[Selected passage start]
Reputation: 17
I am a bit stuck on a specific problem in R, for which I only have a a long-winded and unelegant solution. Maybe somebody knows a better way of doing this. Lets say we have a data frame like this:
x <- c("A", "B", "C", "B", "A", "C", "C", "B", "A", "B", "A", "C")
z <- c(1, 1, 1, 2, 2, 2,3, 3, 3, 4, 4,4)
y <- c(43, 32, 45, 32, 22, 52, 23, 13, 12, 4, 12, 5)
df <- data.frame(x,z,y)
with the data looking like this: plot
I am trying to calculate the difference between the y values within the x groupings, depending on z. E.g. the difference between A of group 1 and A of group 2 (43-22=21) and A of group 2 and A of group 3 (22-12=10) and so on. I can do this very ugly like this:
ordered.df<-df[order(df$z, df$x),]
bl<-ordered.df[ordered.df$z==1,]
bl2<-ordered.df[ordered.df$z==2,]
bl3<-ordered.df[ordered.df$z==3,]
bl4<-ordered.df[ordered.df$z==4,]
first <- bl$y - bl2$y
second <- bl2$y - bl3$y
third <- bl3$y - bl4$y
ycolumn <- c(first,second,third)
xcolumn <- rep(c("A","B","C"),3)
zcolumn <- rep(1:3,each=3)
final.df <- data.frame(xcolumn,zcolumn,ycolumn)
and was wondering if there is any more elegenat and scalable solutions.
Ultimately, I want to count the occurances of positive differences:
final.df$lower <- 0
final.df$lower[final.df$ycolumn>0] <- 1
aggregate(lower ~ zcolumn, final.df, sum)
[Selected passage end]
— Goal 1 —
Lay out the lines of the rows from the one containing "roi: forest floor" up to and including the one containing "[153,240,270,261]" as a Markdown table with the columns No. and Line, leaving out blank lines.
[Records for this task start]
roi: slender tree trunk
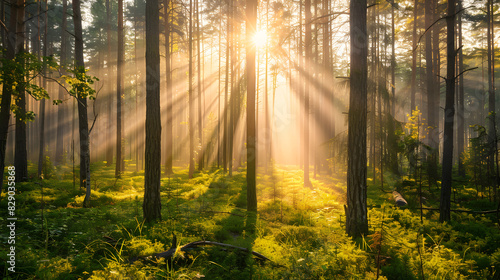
[303,0,312,186]
[195,0,205,171]
[142,0,162,222]
[14,2,29,182]
[188,0,195,178]
[245,0,257,211]
[425,0,438,180]
[56,0,68,164]
[106,0,114,166]
[457,0,465,176]
[163,0,173,175]
[37,2,47,178]
[346,0,368,236]
[73,0,90,207]
[115,0,125,178]
[222,0,233,173]
[439,0,456,222]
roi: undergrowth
[0,163,500,279]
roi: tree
[346,0,368,236]
[188,0,195,178]
[14,0,26,182]
[56,0,68,164]
[163,0,173,175]
[245,0,257,211]
[0,0,24,197]
[115,0,125,178]
[73,0,90,207]
[439,0,456,222]
[142,0,161,222]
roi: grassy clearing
[0,163,500,279]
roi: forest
[0,0,500,280]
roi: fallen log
[414,207,500,214]
[152,240,270,261]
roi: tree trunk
[245,0,257,211]
[56,0,68,164]
[14,2,26,182]
[457,0,465,176]
[142,0,162,222]
[163,0,173,175]
[188,0,195,178]
[410,0,418,115]
[439,0,456,222]
[195,0,205,171]
[346,0,368,236]
[115,0,125,178]
[302,0,312,187]
[425,0,439,180]
[106,0,113,166]
[73,0,90,207]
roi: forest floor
[0,163,500,280]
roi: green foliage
[0,163,500,279]
[61,67,99,99]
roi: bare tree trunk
[457,0,465,176]
[245,0,257,211]
[115,0,125,178]
[188,0,195,178]
[163,0,173,175]
[195,0,205,171]
[439,0,456,222]
[142,0,162,222]
[106,0,113,166]
[14,2,29,182]
[56,0,68,164]
[73,0,90,207]
[303,0,312,187]
[346,0,368,236]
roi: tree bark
[56,0,68,164]
[73,0,90,207]
[142,0,162,222]
[439,0,456,222]
[14,2,28,182]
[346,0,368,237]
[163,0,173,175]
[245,0,257,211]
[115,0,125,178]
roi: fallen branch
[412,207,500,214]
[153,240,270,261]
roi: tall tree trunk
[410,0,418,115]
[222,0,233,173]
[115,0,125,178]
[142,0,162,222]
[14,2,26,182]
[195,0,205,171]
[245,0,257,211]
[486,0,497,191]
[457,0,465,176]
[302,0,312,187]
[106,0,113,166]
[439,0,456,222]
[163,0,173,175]
[425,0,439,180]
[37,0,48,178]
[73,0,90,207]
[56,0,68,164]
[346,0,368,236]
[188,0,195,178]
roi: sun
[252,30,267,48]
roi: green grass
[0,163,500,279]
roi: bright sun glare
[253,30,267,48]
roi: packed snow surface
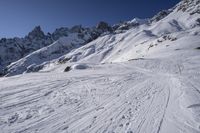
[0,0,200,133]
[0,46,200,133]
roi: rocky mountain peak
[96,21,111,32]
[28,26,45,39]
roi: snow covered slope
[0,22,111,76]
[0,44,200,133]
[0,0,200,133]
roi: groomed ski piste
[0,0,200,133]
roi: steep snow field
[0,48,200,133]
[0,0,200,133]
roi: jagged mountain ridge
[0,22,111,75]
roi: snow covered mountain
[0,22,111,75]
[0,0,200,133]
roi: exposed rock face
[27,26,45,39]
[150,10,170,22]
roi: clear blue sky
[0,0,180,38]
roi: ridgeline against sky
[0,0,180,38]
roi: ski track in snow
[0,56,200,133]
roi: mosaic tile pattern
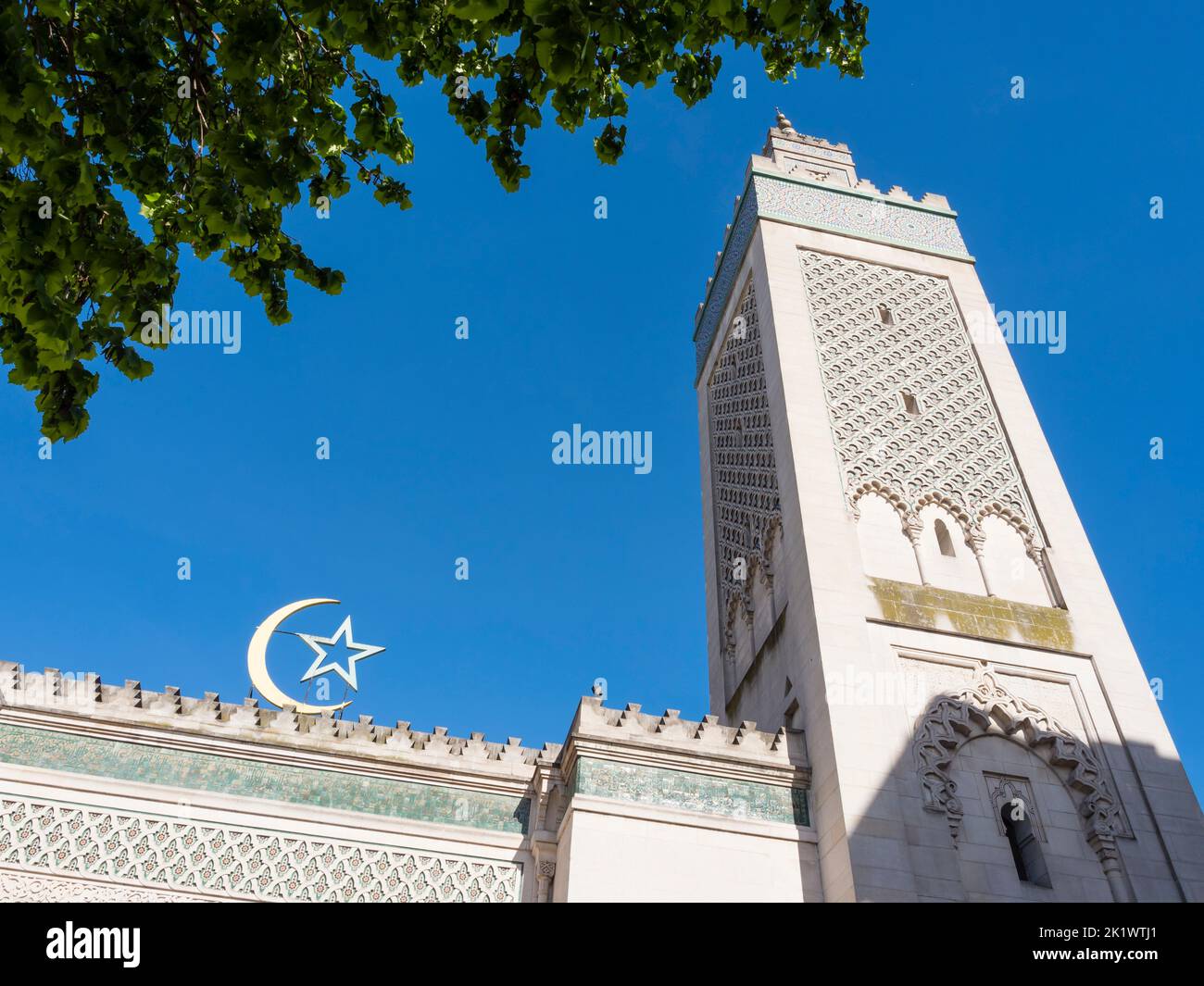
[Records for this task end]
— Goal 2 —
Repeat the part of the R question from "with the data" up to and including "final.df <- data.frame(xcolumn,zcolumn,ycolumn)", word for word.

— Expected output 1 —
| No. | Line |
|---|---|
| 1 | roi: forest floor |
| 2 | [0,163,500,280] |
| 3 | roi: green foliage |
| 4 | [0,163,500,279] |
| 5 | [61,67,99,99] |
| 6 | roi: bare tree trunk |
| 7 | [457,0,465,176] |
| 8 | [245,0,257,211] |
| 9 | [115,0,125,178] |
| 10 | [188,0,195,178] |
| 11 | [163,0,173,175] |
| 12 | [195,0,205,171] |
| 13 | [439,0,456,222] |
| 14 | [142,0,162,222] |
| 15 | [106,0,113,166] |
| 16 | [14,2,29,182] |
| 17 | [56,0,68,164] |
| 18 | [73,0,90,207] |
| 19 | [303,0,312,187] |
| 20 | [346,0,368,236] |
| 21 | roi: tree bark |
| 22 | [56,0,68,164] |
| 23 | [73,0,90,207] |
| 24 | [142,0,162,222] |
| 25 | [439,0,456,222] |
| 26 | [14,2,28,182] |
| 27 | [346,0,368,237] |
| 28 | [163,0,173,175] |
| 29 | [245,0,257,211] |
| 30 | [115,0,125,178] |
| 31 | roi: fallen branch |
| 32 | [412,207,500,214] |
| 33 | [153,240,270,261] |

— Expected output 2 —
with the data looking like this: plot
I am trying to calculate the difference between the y values within the x groupings, depending on z. E.g. the difference between A of group 1 and A of group 2 (43-22=21) and A of group 2 and A of group 3 (22-12=10) and so on. I can do this very ugly like this:
ordered.df<-df[order(df$z, df$x),]
bl<-ordered.df[ordered.df$z==1,]
bl2<-ordered.df[ordered.df$z==2,]
bl3<-ordered.df[ordered.df$z==3,]
bl4<-ordered.df[ordered.df$z==4,]
first <- bl$y - bl2$y
second <- bl2$y - bl3$y
third <- bl3$y - bl4$y
ycolumn <- c(first,second,third)
xcolumn <- rep(c("A","B","C"),3)
zcolumn <- rep(1:3,each=3)
final.df <- data.frame(xcolumn,zcolumn,ycolumn)